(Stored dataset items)

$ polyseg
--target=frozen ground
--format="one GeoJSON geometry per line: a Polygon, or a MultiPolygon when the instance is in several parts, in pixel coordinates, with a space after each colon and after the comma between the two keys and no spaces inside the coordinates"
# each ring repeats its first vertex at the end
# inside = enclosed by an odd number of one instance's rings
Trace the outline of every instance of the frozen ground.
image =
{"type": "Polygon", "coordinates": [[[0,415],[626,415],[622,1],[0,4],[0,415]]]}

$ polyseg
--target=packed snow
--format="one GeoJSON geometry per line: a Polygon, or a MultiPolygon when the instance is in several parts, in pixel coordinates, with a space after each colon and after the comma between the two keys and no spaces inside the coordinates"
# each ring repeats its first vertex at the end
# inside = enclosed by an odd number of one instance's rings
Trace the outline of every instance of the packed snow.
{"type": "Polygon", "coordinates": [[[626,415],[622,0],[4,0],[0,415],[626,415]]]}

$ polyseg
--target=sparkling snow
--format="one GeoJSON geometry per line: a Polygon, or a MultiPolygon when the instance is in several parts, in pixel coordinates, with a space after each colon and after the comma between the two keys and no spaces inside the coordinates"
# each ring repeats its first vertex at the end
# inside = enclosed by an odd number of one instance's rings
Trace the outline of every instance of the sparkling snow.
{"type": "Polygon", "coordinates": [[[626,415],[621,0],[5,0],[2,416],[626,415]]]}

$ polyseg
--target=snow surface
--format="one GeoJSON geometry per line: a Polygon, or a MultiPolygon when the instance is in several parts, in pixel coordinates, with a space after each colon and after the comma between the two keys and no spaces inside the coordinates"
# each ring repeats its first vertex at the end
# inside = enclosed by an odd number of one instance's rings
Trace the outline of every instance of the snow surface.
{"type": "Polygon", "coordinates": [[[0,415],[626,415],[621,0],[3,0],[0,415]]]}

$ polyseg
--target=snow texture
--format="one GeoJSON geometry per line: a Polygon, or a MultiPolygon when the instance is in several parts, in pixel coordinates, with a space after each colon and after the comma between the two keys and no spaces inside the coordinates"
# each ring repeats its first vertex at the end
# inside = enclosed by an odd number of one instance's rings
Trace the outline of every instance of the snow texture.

__DESCRIPTION OF THE TASK__:
In the data above, find each line where the string "frozen" appears, then copy it.

__RESPONSE TO THIS TASK__:
--target=frozen ground
Trace the outline of every instance of the frozen ground.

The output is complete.